Exercise material -
_ _ _ _

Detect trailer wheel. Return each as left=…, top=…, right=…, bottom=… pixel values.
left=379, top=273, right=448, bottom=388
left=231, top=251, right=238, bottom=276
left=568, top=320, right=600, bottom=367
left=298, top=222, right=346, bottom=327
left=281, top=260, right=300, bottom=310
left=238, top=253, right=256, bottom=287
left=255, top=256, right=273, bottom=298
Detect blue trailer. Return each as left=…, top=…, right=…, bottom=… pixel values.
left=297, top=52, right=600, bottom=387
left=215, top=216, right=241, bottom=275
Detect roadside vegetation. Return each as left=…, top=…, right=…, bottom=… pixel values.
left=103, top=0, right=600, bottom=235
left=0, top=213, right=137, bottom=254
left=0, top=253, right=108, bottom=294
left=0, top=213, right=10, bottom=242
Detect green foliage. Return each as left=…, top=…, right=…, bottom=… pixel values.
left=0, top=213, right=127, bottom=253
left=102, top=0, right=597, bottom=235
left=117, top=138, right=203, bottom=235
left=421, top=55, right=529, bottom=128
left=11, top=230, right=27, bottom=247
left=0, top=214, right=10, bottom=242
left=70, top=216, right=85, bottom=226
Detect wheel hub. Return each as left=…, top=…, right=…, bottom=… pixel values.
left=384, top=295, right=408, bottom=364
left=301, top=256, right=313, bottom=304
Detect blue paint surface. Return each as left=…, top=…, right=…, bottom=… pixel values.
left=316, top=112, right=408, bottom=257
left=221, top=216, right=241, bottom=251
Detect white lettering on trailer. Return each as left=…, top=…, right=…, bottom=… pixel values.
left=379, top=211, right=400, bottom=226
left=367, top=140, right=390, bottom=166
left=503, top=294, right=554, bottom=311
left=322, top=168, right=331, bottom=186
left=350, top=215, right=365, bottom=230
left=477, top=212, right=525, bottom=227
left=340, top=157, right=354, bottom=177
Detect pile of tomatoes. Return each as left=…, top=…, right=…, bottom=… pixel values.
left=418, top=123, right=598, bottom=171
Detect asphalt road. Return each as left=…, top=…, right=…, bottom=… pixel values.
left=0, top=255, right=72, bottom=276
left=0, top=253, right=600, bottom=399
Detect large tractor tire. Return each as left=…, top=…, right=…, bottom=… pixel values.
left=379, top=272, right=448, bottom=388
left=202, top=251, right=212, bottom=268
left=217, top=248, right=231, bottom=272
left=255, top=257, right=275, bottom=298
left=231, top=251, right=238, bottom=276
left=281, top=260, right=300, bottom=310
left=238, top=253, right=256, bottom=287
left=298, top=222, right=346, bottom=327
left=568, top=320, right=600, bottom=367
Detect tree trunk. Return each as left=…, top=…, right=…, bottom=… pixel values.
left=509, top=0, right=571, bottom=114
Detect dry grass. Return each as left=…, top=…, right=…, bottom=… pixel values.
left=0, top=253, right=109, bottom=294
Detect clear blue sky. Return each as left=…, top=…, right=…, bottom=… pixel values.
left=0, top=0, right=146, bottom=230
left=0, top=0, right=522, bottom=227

_ _ _ _

What is being asked - Could you render every line of the records above as a Markdown table with the columns Row and Entry, numbering the lines and leaving out any blank ones?

Solution -
| Row | Entry |
|---|---|
| 1 | Detect trailer wheel. Return each as left=…, top=…, right=…, bottom=… pixel values. |
| 2 | left=379, top=273, right=448, bottom=388 |
| 3 | left=231, top=251, right=238, bottom=276 |
| 4 | left=568, top=320, right=600, bottom=367 |
| 5 | left=298, top=222, right=346, bottom=327 |
| 6 | left=281, top=260, right=300, bottom=310 |
| 7 | left=238, top=253, right=256, bottom=287 |
| 8 | left=255, top=256, right=273, bottom=298 |
| 9 | Detect blue trailer. Return each as left=…, top=…, right=…, bottom=… pixel values. |
| 10 | left=297, top=52, right=600, bottom=387 |
| 11 | left=215, top=216, right=241, bottom=275 |
| 12 | Detect roadside vegetation. Return each as left=…, top=…, right=…, bottom=… pixel values. |
| 13 | left=103, top=0, right=600, bottom=235 |
| 14 | left=0, top=213, right=137, bottom=254 |
| 15 | left=0, top=253, right=108, bottom=294 |
| 16 | left=0, top=213, right=10, bottom=242 |
| 17 | Detect green foliage. Return each as left=…, top=…, right=…, bottom=… pixel values. |
| 18 | left=0, top=213, right=127, bottom=253 |
| 19 | left=102, top=0, right=597, bottom=235 |
| 20 | left=117, top=138, right=203, bottom=235 |
| 21 | left=421, top=55, right=529, bottom=128 |
| 22 | left=11, top=230, right=27, bottom=247 |
| 23 | left=0, top=214, right=10, bottom=242 |
| 24 | left=70, top=216, right=85, bottom=226 |
| 25 | Detect wheel hub. Return each as left=…, top=…, right=…, bottom=… pixel values. |
| 26 | left=384, top=295, right=408, bottom=364 |
| 27 | left=301, top=256, right=313, bottom=304 |
| 28 | Detect blue paint surface. Return each as left=…, top=…, right=…, bottom=… pixel values. |
| 29 | left=316, top=112, right=408, bottom=257 |
| 30 | left=221, top=216, right=241, bottom=251 |
| 31 | Detect white lettering on trailer. Return each as left=…, top=…, right=…, bottom=… pixel values. |
| 32 | left=379, top=211, right=400, bottom=226 |
| 33 | left=367, top=140, right=390, bottom=166 |
| 34 | left=503, top=294, right=554, bottom=311 |
| 35 | left=322, top=168, right=331, bottom=186 |
| 36 | left=350, top=215, right=365, bottom=230 |
| 37 | left=477, top=212, right=525, bottom=227 |
| 38 | left=340, top=157, right=354, bottom=177 |
| 39 | Detect pile of tomatoes. Return each as left=…, top=…, right=…, bottom=… pixel values. |
| 40 | left=418, top=123, right=598, bottom=171 |
| 41 | Detect asphalt road. Return each as left=…, top=…, right=…, bottom=… pixel values. |
| 42 | left=0, top=255, right=72, bottom=276 |
| 43 | left=0, top=253, right=600, bottom=399 |
| 44 | Detect large tractor tire. Return each as left=…, top=…, right=…, bottom=… pixel values. |
| 45 | left=379, top=272, right=448, bottom=388 |
| 46 | left=202, top=251, right=212, bottom=268 |
| 47 | left=217, top=248, right=231, bottom=272 |
| 48 | left=255, top=257, right=275, bottom=298 |
| 49 | left=231, top=251, right=238, bottom=276 |
| 50 | left=281, top=260, right=300, bottom=310 |
| 51 | left=238, top=253, right=256, bottom=287 |
| 52 | left=298, top=222, right=346, bottom=327 |
| 53 | left=568, top=320, right=600, bottom=367 |
| 54 | Detect tree trunk. Return each as left=…, top=…, right=…, bottom=… pixel values. |
| 55 | left=509, top=0, right=571, bottom=114 |
| 56 | Detect dry grass. Return each as left=…, top=…, right=…, bottom=… pixel values. |
| 57 | left=0, top=253, right=109, bottom=294 |
| 58 | Detect clear blue sky. Return each as left=…, top=…, right=…, bottom=… pixel values. |
| 59 | left=0, top=0, right=146, bottom=230 |
| 60 | left=0, top=0, right=522, bottom=227 |